# WORK REQUIRED:
Count how many lines in the items below contain the string "yellow", and reply with that number only.

# Raw items:
## START

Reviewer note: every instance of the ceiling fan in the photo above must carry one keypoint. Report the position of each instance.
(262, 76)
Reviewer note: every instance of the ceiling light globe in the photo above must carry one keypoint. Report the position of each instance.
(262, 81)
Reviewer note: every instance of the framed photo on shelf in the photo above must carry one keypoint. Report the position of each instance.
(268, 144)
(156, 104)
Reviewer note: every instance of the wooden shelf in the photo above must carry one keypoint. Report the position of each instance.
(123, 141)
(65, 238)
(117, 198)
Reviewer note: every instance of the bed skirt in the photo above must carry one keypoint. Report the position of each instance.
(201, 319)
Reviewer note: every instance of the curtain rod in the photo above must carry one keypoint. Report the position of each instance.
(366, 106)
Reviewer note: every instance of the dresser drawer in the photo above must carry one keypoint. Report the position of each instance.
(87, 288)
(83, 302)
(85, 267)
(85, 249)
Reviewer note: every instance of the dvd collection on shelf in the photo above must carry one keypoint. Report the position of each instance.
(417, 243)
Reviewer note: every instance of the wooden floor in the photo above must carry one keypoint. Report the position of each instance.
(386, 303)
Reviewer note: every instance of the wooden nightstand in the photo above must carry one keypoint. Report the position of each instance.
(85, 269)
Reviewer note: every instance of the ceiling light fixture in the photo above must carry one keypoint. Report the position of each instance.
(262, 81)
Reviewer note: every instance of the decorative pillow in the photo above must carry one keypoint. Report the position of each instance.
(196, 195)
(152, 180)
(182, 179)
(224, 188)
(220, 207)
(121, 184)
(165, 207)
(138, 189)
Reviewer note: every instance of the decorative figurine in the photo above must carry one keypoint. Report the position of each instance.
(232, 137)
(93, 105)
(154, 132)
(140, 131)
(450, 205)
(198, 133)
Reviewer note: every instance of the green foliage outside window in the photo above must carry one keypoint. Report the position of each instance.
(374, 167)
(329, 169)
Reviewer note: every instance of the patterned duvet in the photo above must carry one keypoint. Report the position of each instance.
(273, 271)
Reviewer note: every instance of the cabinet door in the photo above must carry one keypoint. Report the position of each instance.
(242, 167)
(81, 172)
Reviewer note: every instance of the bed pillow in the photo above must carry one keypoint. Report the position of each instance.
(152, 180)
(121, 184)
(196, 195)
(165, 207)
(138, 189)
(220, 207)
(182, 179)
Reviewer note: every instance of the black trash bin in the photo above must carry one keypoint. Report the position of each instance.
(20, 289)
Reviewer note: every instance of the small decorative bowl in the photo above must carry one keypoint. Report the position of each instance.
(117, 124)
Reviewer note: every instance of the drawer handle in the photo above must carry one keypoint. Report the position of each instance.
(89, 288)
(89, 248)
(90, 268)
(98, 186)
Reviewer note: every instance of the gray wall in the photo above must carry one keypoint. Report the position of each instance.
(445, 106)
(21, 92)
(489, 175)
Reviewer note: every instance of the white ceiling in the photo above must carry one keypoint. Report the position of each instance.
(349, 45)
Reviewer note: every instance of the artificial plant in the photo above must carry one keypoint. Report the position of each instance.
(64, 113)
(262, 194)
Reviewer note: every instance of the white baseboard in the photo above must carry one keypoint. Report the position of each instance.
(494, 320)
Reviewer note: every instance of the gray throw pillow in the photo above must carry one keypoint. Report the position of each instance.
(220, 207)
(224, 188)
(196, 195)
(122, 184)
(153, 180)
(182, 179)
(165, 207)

## END
## START

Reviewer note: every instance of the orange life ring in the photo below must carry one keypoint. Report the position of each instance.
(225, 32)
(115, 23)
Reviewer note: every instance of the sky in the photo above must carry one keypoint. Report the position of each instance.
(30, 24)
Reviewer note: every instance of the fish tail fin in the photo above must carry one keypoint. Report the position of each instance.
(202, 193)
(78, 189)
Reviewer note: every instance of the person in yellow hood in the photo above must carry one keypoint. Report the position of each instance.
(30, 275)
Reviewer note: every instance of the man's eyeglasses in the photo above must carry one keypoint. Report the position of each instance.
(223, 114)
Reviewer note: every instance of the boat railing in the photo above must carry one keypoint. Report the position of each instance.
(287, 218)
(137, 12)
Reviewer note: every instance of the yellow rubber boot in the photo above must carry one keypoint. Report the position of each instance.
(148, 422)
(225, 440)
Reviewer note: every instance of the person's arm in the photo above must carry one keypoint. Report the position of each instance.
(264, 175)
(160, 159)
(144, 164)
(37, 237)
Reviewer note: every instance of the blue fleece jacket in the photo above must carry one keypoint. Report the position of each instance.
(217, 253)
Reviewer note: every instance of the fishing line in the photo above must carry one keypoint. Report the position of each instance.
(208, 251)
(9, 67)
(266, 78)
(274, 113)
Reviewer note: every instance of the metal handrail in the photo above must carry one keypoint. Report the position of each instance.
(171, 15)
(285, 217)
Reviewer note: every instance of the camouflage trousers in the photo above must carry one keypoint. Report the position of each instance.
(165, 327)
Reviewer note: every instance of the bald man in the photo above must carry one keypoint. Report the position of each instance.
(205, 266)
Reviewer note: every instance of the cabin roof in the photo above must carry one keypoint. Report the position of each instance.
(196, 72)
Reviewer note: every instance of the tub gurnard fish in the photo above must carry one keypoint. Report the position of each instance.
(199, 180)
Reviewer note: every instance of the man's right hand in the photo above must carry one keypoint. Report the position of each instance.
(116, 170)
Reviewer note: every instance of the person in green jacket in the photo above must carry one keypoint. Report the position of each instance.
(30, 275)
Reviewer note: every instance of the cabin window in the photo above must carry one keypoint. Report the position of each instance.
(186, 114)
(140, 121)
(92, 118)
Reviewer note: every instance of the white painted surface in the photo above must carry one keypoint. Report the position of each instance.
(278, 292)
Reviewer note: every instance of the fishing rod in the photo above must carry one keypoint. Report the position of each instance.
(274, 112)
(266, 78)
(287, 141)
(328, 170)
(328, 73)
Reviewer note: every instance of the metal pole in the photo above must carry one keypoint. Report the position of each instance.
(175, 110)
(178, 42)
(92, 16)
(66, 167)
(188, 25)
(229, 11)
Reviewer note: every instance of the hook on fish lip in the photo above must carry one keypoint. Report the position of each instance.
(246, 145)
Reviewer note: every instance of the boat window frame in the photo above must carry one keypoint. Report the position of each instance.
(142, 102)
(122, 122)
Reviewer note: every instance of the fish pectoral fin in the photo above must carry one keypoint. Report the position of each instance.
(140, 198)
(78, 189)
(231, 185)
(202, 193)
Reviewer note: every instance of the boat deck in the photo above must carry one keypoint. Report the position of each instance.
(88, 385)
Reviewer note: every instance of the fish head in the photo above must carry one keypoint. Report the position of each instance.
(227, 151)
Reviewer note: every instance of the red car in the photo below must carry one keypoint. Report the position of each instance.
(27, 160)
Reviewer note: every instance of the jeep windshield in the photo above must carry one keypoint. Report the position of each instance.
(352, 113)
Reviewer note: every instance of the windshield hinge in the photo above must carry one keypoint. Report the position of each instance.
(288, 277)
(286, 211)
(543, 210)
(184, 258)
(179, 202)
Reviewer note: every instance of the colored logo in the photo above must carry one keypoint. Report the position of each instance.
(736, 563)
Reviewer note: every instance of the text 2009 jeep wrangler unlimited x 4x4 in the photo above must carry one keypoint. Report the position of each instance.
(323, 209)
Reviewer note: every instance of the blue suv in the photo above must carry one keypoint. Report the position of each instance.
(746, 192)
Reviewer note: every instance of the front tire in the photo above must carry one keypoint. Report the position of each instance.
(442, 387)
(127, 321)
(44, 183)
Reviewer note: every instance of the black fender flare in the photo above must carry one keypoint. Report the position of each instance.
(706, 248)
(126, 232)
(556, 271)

## END
## START

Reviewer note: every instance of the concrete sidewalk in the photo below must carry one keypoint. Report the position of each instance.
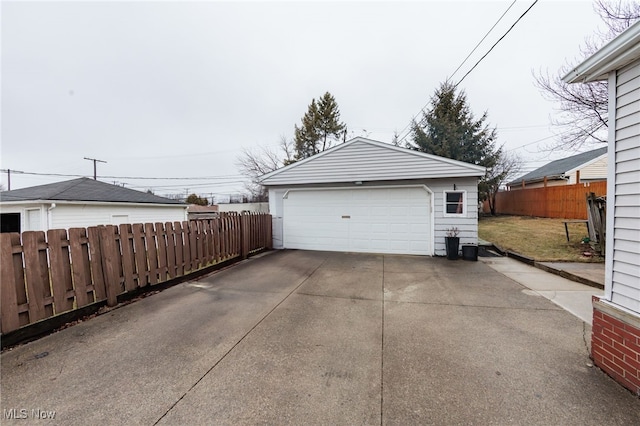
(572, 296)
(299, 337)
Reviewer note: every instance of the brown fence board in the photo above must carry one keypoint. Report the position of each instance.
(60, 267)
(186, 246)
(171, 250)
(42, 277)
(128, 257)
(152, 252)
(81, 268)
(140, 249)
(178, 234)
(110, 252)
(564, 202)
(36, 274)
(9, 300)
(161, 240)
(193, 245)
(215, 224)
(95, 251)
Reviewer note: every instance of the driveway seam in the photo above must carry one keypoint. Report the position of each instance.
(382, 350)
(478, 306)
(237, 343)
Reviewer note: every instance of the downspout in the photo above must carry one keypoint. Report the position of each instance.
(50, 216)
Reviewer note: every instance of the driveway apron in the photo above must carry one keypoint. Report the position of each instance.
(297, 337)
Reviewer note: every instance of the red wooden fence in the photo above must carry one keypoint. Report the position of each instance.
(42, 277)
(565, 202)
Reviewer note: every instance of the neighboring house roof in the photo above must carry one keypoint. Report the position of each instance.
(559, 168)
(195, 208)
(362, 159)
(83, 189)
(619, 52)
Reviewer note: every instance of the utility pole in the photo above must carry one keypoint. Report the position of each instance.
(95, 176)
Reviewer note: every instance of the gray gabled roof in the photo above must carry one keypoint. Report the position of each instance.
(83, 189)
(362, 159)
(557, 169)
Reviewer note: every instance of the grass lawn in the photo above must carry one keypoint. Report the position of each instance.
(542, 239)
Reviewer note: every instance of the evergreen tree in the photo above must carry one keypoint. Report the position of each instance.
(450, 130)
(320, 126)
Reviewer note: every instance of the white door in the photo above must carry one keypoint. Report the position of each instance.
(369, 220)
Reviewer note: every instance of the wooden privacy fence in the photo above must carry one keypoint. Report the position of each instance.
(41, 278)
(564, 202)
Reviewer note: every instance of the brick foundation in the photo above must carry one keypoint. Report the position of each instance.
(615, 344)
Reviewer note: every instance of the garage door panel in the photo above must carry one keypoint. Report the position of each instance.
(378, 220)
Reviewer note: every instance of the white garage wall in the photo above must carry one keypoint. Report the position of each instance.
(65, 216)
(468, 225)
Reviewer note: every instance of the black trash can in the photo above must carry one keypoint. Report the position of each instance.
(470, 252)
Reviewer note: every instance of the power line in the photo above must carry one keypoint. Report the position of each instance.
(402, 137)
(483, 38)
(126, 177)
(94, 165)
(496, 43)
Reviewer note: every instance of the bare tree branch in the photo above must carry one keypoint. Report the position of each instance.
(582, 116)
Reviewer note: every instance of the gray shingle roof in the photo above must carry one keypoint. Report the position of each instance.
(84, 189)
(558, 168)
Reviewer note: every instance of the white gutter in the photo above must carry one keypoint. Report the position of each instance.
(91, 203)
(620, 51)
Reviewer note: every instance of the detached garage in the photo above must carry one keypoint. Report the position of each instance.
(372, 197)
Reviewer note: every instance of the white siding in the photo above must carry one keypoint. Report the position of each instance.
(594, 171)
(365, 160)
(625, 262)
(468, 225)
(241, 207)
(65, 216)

## END

# OUTPUT FOR THIS TASK:
2